# Source material:
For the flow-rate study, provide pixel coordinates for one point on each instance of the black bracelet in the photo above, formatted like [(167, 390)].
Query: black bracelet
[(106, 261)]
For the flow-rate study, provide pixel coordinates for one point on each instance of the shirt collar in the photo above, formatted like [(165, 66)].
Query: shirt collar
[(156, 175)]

# Task directions:
With the line containing "Query: black bracelet" as the start, transcribe each line through the end of the listing above, exactly and only.

# Written solution:
Query: black bracelet
[(106, 261)]
For the flow-rate study, provide pixel coordinates for one point on each instance of the shirt collar in the photo above, formatted like [(165, 66)].
Query: shirt collar
[(156, 175)]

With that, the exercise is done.